»»

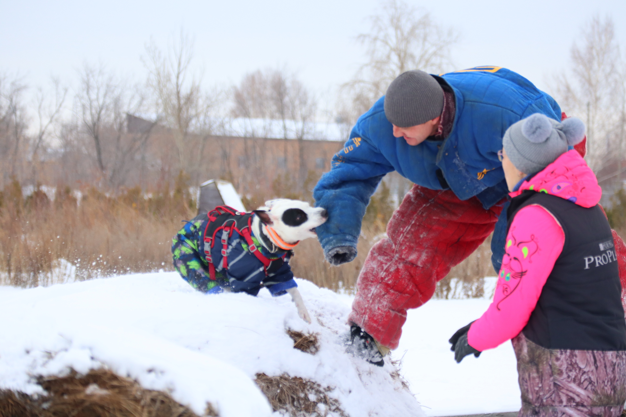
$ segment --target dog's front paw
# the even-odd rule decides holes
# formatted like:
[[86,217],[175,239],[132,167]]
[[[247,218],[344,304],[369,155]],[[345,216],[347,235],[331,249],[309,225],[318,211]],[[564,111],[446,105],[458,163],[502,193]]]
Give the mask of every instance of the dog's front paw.
[[356,258],[356,248],[353,246],[337,246],[324,251],[324,256],[328,263],[334,266],[347,263]]

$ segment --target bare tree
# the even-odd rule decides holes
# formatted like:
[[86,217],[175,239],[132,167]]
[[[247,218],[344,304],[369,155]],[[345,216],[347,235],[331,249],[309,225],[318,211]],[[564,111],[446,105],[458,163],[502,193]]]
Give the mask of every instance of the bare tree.
[[153,41],[143,58],[149,71],[148,85],[156,99],[163,122],[172,129],[178,169],[197,175],[203,148],[210,134],[212,113],[221,98],[214,89],[202,89],[202,76],[192,73],[193,42],[181,33],[164,54]]
[[459,39],[429,13],[401,1],[383,3],[369,20],[369,32],[357,38],[366,47],[367,61],[342,86],[347,103],[340,104],[339,119],[347,124],[367,111],[400,74],[410,69],[441,73],[451,66],[450,48]]
[[[294,74],[286,69],[267,69],[244,76],[240,84],[233,89],[233,101],[231,114],[244,119],[245,136],[298,141],[297,182],[302,187],[308,173],[302,141],[314,131],[316,98]],[[262,153],[265,151],[263,148]],[[264,163],[264,156],[260,159],[256,153],[249,156],[248,145],[246,149],[246,158],[250,158],[250,162]],[[286,143],[283,149],[282,158],[286,161]]]
[[610,17],[592,18],[572,47],[571,74],[555,79],[555,96],[568,115],[586,119],[587,156],[596,173],[623,157],[626,66]]
[[140,149],[151,129],[130,133],[128,113],[141,108],[140,90],[117,80],[103,68],[85,65],[81,74],[81,88],[76,96],[78,118],[84,133],[93,144],[95,160],[106,184],[123,185]]
[[35,97],[39,128],[36,136],[33,139],[30,155],[34,183],[38,181],[36,172],[39,162],[38,153],[42,144],[48,138],[54,124],[58,121],[68,95],[68,88],[61,86],[58,78],[52,79],[52,86],[54,90],[53,98],[49,98],[41,88],[38,89]]
[[[23,148],[26,141],[28,127],[26,108],[23,95],[27,89],[18,77],[9,80],[6,75],[0,75],[0,158],[4,180],[9,176],[21,174]],[[10,166],[10,169],[8,167]]]

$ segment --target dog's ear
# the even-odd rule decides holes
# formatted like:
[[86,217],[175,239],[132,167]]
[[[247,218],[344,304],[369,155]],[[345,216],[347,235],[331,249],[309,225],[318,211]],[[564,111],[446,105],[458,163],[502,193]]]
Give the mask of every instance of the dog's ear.
[[265,210],[255,210],[252,213],[258,216],[259,218],[261,219],[261,221],[265,224],[270,226],[274,224],[274,222],[272,221],[272,219],[270,218],[269,213]]
[[272,206],[274,206],[274,203],[275,203],[277,199],[277,198],[275,198],[273,200],[267,200],[265,201],[265,207],[268,209],[271,209]]

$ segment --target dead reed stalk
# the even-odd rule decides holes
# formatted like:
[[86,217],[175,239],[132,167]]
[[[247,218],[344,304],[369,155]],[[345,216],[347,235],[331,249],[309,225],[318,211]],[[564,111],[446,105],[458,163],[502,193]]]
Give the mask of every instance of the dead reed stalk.
[[347,417],[339,401],[328,396],[334,387],[322,387],[309,379],[287,374],[268,376],[259,373],[255,382],[275,411],[286,411],[291,417],[326,417],[330,413]]
[[91,189],[79,202],[69,192],[51,201],[39,190],[23,198],[19,184],[13,189],[0,205],[0,284],[171,270],[172,237],[192,216],[185,204],[168,206],[173,197],[146,199],[136,190],[112,198]]
[[288,329],[287,334],[294,341],[294,349],[298,349],[311,354],[315,354],[319,350],[317,333],[304,334],[300,331]]
[[[39,377],[43,396],[0,391],[0,417],[198,417],[167,393],[104,369]],[[217,416],[207,403],[205,416]]]

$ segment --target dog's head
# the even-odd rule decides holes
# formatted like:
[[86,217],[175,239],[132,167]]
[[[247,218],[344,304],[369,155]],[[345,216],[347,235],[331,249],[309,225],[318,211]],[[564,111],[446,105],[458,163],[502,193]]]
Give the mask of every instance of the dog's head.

««

GIVEN REQUEST: Restate the records above in full, word for word. Keep pictures out.

TASK SOLUTION:
$ segment --target dog's front paw
# the even-odd rule decides holes
# formatted like:
[[86,217],[175,239],[132,167]]
[[[247,218],[344,304],[369,155]],[[345,216],[347,235],[331,249],[309,225],[318,211]],[[564,111],[446,105],[458,163],[502,193]]]
Give the mask of every instance of the dog's front paw.
[[356,258],[356,248],[353,246],[337,246],[324,251],[324,256],[328,263],[334,266],[347,263]]

$ segment --target bare tree
# the even-odd rule decides holes
# formatted like:
[[86,217],[175,239],[132,167]]
[[[247,218],[344,304],[369,155]],[[345,216],[347,235],[331,249],[309,225],[318,211]],[[564,111],[446,105],[458,163],[502,193]]]
Give the mask of every instance of the bare tree.
[[153,41],[143,58],[149,71],[148,85],[156,99],[163,122],[172,129],[178,169],[197,175],[203,148],[210,134],[212,113],[221,98],[214,89],[202,89],[202,76],[192,73],[193,42],[181,33],[164,54]]
[[459,39],[429,13],[401,1],[383,3],[369,20],[369,32],[357,38],[366,47],[367,61],[342,86],[347,103],[340,104],[339,119],[347,124],[367,111],[400,74],[410,69],[441,73],[451,66],[450,48]]
[[[294,74],[286,69],[267,69],[244,76],[240,84],[233,89],[233,101],[231,114],[244,119],[245,136],[298,141],[297,182],[302,187],[308,173],[302,141],[314,131],[316,98]],[[262,153],[265,151],[263,148]],[[264,163],[264,156],[260,159],[256,153],[249,156],[248,145],[246,149],[246,158],[250,158],[250,162]],[[286,143],[283,149],[282,158],[286,161]]]
[[610,17],[592,18],[572,47],[571,74],[555,79],[555,96],[568,115],[586,119],[587,156],[596,173],[623,157],[626,66]]
[[140,149],[151,129],[130,133],[128,113],[141,108],[140,90],[117,80],[103,68],[85,65],[81,74],[81,88],[76,96],[78,118],[84,133],[93,144],[95,160],[106,184],[123,185]]
[[35,97],[39,128],[36,136],[33,139],[30,155],[34,183],[38,181],[36,172],[39,162],[38,153],[42,144],[48,138],[54,124],[58,121],[68,95],[68,88],[61,86],[58,78],[52,79],[52,86],[54,90],[53,98],[49,98],[41,88],[38,89]]
[[[23,148],[26,141],[28,127],[26,108],[23,95],[27,89],[18,77],[9,80],[6,75],[0,75],[0,158],[4,180],[9,176],[21,174]],[[10,166],[10,169],[8,167]]]

$ segment --target dog's ear
# the even-odd rule decides holes
# formatted like:
[[86,217],[175,239],[132,167]]
[[[247,218],[344,304],[369,155]],[[345,216],[347,235],[331,249],[309,225],[318,211]],[[564,111],[446,105],[458,163],[502,193]]]
Give the mask of every instance of the dog's ear.
[[265,210],[255,210],[252,213],[258,216],[259,218],[261,219],[261,221],[265,224],[270,226],[274,224],[274,222],[272,221],[272,219],[270,218],[269,213]]
[[272,206],[274,206],[274,203],[275,203],[277,199],[277,198],[275,198],[273,200],[267,200],[265,201],[265,207],[268,209],[271,209]]

$ segment --target dead reed stalk
# the even-odd rule decides holes
# formatted like:
[[86,217],[175,239],[132,167]]
[[[247,218],[344,304],[369,155]],[[345,216],[347,235],[331,249],[309,225],[318,211]],[[564,111],[446,105],[458,163],[502,193]]]
Give the mask of every instance of the dead reed stalk.
[[347,417],[339,401],[328,396],[334,387],[322,387],[309,379],[287,374],[268,376],[259,373],[255,382],[275,411],[286,411],[291,417],[326,417],[330,413]]
[[91,189],[79,202],[69,192],[51,201],[39,190],[23,198],[19,184],[13,189],[0,205],[0,284],[171,270],[172,237],[192,216],[185,204],[168,206],[173,197],[146,199],[136,190],[112,198]]
[[288,329],[287,334],[294,341],[294,349],[298,349],[311,354],[315,354],[319,350],[317,333],[304,334],[300,331]]
[[[39,377],[43,396],[0,391],[0,417],[198,417],[167,393],[104,369]],[[217,416],[207,403],[205,416]]]

$ segment --target dog's head
# the even-odd rule decides holes
# formatted like:
[[86,217],[175,239],[132,167]]
[[[247,218],[344,304],[369,155]],[[345,216],[347,235],[331,249],[309,225],[318,211]],[[564,111],[446,105],[458,163],[502,193]]]
Give the mask of every instance of the dog's head.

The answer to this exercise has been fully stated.